## Exercise requirements
Rewrite all of the records below, changing every "Practice step" to "Exercise" and leaving everything else as it is.

:: Records provided ::

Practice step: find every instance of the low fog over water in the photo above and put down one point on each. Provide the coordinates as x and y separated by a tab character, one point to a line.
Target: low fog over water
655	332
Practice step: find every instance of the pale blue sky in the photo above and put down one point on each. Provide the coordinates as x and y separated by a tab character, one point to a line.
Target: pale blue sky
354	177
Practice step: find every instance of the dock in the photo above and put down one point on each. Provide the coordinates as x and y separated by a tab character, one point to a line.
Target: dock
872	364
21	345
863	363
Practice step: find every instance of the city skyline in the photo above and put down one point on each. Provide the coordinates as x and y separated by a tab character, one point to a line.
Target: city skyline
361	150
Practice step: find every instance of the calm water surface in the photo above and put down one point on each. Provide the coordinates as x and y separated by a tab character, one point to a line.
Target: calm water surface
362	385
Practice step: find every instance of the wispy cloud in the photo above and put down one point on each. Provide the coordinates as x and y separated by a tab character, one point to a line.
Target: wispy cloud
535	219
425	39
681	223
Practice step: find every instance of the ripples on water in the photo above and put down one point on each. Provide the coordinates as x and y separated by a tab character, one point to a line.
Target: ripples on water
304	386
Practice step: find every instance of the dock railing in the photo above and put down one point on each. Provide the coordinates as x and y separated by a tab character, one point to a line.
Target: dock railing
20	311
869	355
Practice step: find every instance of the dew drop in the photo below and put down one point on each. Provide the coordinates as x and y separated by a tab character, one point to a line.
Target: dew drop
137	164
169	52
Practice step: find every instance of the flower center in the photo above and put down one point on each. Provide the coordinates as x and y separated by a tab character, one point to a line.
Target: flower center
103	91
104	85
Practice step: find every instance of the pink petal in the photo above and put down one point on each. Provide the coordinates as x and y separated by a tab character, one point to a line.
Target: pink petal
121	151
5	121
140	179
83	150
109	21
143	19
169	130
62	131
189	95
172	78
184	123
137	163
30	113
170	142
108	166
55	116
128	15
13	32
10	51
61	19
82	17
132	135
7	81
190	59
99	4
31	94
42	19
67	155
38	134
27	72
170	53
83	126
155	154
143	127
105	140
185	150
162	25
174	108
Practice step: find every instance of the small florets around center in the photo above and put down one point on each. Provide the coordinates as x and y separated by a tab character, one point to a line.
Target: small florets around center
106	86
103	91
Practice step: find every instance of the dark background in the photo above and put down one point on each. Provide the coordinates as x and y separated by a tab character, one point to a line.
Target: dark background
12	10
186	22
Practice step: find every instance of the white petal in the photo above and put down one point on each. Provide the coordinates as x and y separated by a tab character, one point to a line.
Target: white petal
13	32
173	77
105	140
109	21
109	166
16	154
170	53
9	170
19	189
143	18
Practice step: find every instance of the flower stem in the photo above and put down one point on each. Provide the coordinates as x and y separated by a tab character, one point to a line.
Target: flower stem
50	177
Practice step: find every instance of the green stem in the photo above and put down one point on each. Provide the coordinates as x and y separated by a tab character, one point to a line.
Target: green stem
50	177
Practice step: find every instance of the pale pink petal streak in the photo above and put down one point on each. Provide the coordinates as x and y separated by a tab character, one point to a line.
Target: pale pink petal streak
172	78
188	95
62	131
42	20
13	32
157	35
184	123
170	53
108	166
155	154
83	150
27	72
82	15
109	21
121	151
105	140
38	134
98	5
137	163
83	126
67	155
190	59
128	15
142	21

:::

## The answer
Exercise: find every instance of the low fog over water in the photo above and put down one point on each. Provide the coordinates as x and y separated by a tab character, one point to a line.
Target: low fog over water
655	332
Exercise: find every instance of the pale blue sky in the photo above and put down one point on each. Provide the coordinates as x and y separated by a tab character, one point to a line.
Target: pale blue sky
354	177
Exercise: find every instance of the dock in the photo above and put down one point on each. Provide the coordinates as x and y separated by a tab character, one point to a line.
Target: dock
872	364
21	345
863	363
Exercise: find every instance of the city skyline in the photo above and put down one point on each. Provide the coordinates as x and y separated by a tab character, one point to a line.
Target: city skyline
361	150
Exercise: find every instance of the calm water surface in the photo above and put down one point on each. Provide the coordinates as x and y separated by a tab character, one point to a line.
Target: calm water surface
362	385
Exercise: find every instance of the wispy cloud in the photo above and put down one point on each. Provide the coordinates as x and y separated by a tab character, one point to a line.
Target: wispy cloud
535	219
425	39
681	223
Exercise: find every instance of the ripples on water in the photo above and put down one point on each. Provide the coordinates as x and y separated by a tab character, one point to a line.
Target: ripples on water
304	386
Exercise: find every instance of the dock railing in the photo above and put down one point on each. Provide the coordinates as x and y separated by a tab character, one point to a line.
Target: dock railing
20	311
869	355
Exercise: find every instance of the dew drop in the photo below and put down one point on each. Provide the coordinates as x and y separated by a tab character, one point to a line.
Target: dew drop
137	164
169	52
Exercise: find every instance of the flower center in the photo above and put down one point on each. Provide the coordinates as x and y separated by a tab character, one point to a line.
Target: flower center
103	91
104	85
Exercise: find every instance of the pink petal in the photo above and put down one point on each. Provide the coordinates as x and y separated by a tab character, one point to a line.
Target: pink petal
121	151
5	121
140	179
83	150
109	21
143	19
169	130
62	131
189	95
172	78
184	123
137	163
30	113
170	142
108	166
55	116
128	15
13	32
10	51
61	19
82	17
132	135
7	81
190	59
99	4
31	94
42	19
67	155
38	134
27	72
170	53
83	126
155	154
143	127
105	140
185	150
162	25
174	108
Exercise: find every instance of the small florets around center in the photo above and put down one point on each. Provide the coordinates as x and y separated by a tab character, one point to a line.
Target: small florets around center
106	86
103	91
Exercise: find every instance of the dark background in the photo above and put down one point on each. Provide the coordinates as x and y separated by a tab character, one point to a line.
Target: dark background
12	10
186	22
Exercise: find every instance of the white petal in the photo above and put down one point on each. Provide the coordinates as x and y separated by a tab character, one point to a line.
Target: white petal
13	32
173	77
105	140
109	21
109	166
16	154
170	53
9	170
19	189
143	18
Exercise: find every instance of the flower stem in the photo above and put down one point on each. Provide the coordinates as x and y separated by a tab character, one point to a line.
Target: flower stem
50	177
Exercise: find every instance of the green stem in the photo above and put down one point on each. Provide the coordinates as x and y separated by a tab character, one point to a line.
Target: green stem
50	177
Exercise: find every instance of the pale pink petal streak in the photo above and put down one point on each. Provide the coordinates as x and y separated by a tab character, one point to a line.
Target: pale pink petal streak
172	78
188	95
62	131
42	20
13	32
157	35
184	123
170	53
108	166
155	154
83	150
27	72
82	15
109	21
121	151
105	140
38	134
98	5
137	163
83	126
67	155
190	59
128	15
142	21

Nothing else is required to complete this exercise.